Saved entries
****************************************

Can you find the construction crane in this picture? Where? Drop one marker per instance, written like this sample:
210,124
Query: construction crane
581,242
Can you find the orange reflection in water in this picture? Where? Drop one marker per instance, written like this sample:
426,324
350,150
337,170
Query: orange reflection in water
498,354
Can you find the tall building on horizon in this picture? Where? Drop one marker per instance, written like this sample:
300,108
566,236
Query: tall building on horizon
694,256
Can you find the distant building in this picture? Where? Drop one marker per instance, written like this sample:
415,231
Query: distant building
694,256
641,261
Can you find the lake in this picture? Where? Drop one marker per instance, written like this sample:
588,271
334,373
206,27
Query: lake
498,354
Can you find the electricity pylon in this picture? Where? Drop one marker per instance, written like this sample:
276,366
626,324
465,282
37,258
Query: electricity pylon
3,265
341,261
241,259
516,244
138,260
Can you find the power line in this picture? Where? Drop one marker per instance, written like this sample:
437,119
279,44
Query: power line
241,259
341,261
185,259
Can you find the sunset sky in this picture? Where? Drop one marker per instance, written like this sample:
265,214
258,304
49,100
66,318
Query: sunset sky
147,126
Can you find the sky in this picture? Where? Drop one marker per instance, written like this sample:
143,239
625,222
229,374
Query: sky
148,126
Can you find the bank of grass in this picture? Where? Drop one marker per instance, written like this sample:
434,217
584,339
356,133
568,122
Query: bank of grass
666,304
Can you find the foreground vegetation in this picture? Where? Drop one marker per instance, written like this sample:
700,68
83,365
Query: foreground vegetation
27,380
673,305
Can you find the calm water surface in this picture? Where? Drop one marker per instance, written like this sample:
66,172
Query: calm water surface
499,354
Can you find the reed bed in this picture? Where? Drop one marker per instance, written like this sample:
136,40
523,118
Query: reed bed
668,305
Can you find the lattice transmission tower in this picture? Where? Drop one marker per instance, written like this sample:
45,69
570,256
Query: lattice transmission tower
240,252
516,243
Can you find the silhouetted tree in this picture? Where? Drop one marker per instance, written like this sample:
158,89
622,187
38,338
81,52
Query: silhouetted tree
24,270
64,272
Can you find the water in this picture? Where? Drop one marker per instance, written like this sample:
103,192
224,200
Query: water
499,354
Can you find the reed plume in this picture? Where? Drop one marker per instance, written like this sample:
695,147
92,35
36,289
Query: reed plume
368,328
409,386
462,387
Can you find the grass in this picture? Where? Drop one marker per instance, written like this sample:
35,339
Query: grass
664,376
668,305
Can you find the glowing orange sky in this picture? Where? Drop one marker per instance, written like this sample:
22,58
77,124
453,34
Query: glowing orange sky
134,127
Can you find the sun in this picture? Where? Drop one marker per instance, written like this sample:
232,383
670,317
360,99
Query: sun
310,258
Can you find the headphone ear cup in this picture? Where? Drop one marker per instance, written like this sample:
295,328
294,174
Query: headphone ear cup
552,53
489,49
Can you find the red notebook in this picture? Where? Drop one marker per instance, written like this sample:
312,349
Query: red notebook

****************************************

## [WHAT NEEDS TO BE DONE]
Count the lines above that contain the word "notebook", and reply with only that number.

## [EXERCISE RESULT]
2